About this exercise: Please repeat each of the records that follow, exactly as written.

::: Provided data

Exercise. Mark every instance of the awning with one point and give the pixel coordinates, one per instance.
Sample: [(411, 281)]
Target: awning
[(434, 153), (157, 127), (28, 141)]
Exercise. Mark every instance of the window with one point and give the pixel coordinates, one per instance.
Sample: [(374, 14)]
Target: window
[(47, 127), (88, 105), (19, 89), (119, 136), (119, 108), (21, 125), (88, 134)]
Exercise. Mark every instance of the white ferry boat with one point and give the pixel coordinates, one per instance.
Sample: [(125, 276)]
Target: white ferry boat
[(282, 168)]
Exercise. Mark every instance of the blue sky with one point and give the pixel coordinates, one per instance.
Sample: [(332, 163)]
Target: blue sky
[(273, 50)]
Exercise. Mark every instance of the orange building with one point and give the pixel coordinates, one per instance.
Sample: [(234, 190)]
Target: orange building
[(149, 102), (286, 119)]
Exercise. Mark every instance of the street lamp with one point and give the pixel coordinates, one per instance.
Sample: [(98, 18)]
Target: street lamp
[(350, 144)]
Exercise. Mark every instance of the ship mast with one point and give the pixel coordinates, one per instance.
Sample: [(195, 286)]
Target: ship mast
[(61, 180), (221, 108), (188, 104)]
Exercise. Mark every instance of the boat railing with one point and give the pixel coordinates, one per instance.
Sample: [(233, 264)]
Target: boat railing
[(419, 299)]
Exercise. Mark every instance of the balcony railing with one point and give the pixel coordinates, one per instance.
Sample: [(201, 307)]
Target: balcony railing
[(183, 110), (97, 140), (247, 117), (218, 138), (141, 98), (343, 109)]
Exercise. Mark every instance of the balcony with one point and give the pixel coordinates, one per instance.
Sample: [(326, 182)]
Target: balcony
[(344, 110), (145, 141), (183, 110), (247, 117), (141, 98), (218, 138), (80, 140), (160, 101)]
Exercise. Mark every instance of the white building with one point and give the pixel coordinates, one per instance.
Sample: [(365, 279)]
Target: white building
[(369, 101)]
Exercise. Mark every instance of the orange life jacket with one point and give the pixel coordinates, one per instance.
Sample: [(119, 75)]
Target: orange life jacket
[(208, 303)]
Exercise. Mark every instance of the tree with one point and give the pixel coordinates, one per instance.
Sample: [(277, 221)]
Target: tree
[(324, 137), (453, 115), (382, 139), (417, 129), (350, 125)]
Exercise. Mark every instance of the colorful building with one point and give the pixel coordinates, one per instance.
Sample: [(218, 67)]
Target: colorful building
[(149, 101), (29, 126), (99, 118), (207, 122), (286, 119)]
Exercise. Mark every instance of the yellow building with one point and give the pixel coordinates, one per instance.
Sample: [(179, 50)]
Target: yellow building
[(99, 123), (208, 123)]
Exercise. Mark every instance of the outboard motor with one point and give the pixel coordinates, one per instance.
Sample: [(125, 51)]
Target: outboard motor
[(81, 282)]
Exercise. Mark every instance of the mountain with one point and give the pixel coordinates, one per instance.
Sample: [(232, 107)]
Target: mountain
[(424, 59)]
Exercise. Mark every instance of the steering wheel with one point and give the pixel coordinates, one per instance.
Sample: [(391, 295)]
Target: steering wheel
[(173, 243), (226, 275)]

::::::

Final answer:
Exercise. Mark every instance of the awning with one point and give the pixel coordinates, one per instance.
Sample: [(411, 281)]
Target: awning
[(434, 153), (157, 127), (28, 141)]
Exercise. Mark every instance of the window with one point and give the pixel coordinates, one per instance.
Sample: [(374, 14)]
Target: window
[(47, 127), (88, 105), (19, 89), (119, 136), (119, 108), (21, 125), (88, 134)]
Exercise. Mark every instance of the white ferry boat with one point and give the pixel coordinates, one per instance.
Sample: [(125, 276)]
Target: white ferry boat
[(282, 168)]
Exercise. Mark every instance of the blue sky with one point and give the pixel coordinates, one per instance.
Sample: [(332, 163)]
Target: blue sky
[(273, 50)]
Exercise. Mark every instance of the orange building with one point and give the pixel coordinates, one per instance.
Sample: [(234, 190)]
Target: orange building
[(149, 102), (286, 119)]
Exercise. Mark every instance of the street lamp with one point and give the pixel coordinates, one per instance.
Sample: [(98, 18)]
Target: street lamp
[(350, 144)]
Exercise. Mark every instance of the ship mast with one point and give the pixel coordinates, one per instance.
Sample: [(195, 286)]
Target: ship mast
[(61, 180), (221, 108), (188, 104)]
Exercise. Mark every instance of the boat railing with one point and give the pixel coordinates, one per instance.
Sample: [(233, 264)]
Target: boat railing
[(419, 299)]
Exercise. Mark every instance of the balcony railing with one point and give the pixel coordinates, one per instance.
Sample: [(201, 307)]
Target: balcony railing
[(183, 110), (97, 140), (247, 117), (218, 138), (141, 98), (343, 109)]
Exercise. Mark every instance of the balcony with one point and give the pixel coordinates, one per instance.
Sample: [(326, 182)]
Target: balcony
[(344, 110), (145, 141), (183, 110), (247, 117), (141, 98), (218, 138), (80, 140), (160, 101)]
Exercise. Mark every instance of the white building with one point and give the pixel coordinates, one per instance.
Sample: [(365, 279)]
Target: white building
[(369, 101)]
Exercise. Mark every instance of the orange life jacket with one point and give the pixel coordinates, one per instance.
Sample: [(119, 75)]
Target: orange life jacket
[(208, 303)]
Exercise. Mark every instance of the tree with one point and give the pixel coordinates, one per instance.
Sample: [(277, 221)]
Target: tree
[(324, 137), (453, 115), (382, 139), (417, 129), (350, 125)]
Exercise. Mark every instance of the colorful building with one point and give the pixel coordinates, one per instance.
Sample: [(218, 67)]
Target: colorful building
[(149, 101), (29, 126), (99, 118), (207, 122), (286, 119)]
Exercise. Mark every instance of the yellow building with one point and give the pixel coordinates, one per instance.
Sample: [(179, 50)]
Target: yellow building
[(99, 123), (208, 123)]
Exercise. Mark every instance of the outboard motor with one point and give the pixel coordinates, one per instance.
Sample: [(125, 51)]
Target: outboard motor
[(81, 282)]
Exercise. Mark every instance of the mountain with one point and give the pixel coordinates, one per instance.
Sample: [(232, 107)]
Target: mountain
[(424, 59)]
Exercise. Mark every instance of the steering wheel with one point and give the pixel coordinates, one per instance.
Sample: [(391, 295)]
Target: steering wheel
[(173, 243), (226, 275)]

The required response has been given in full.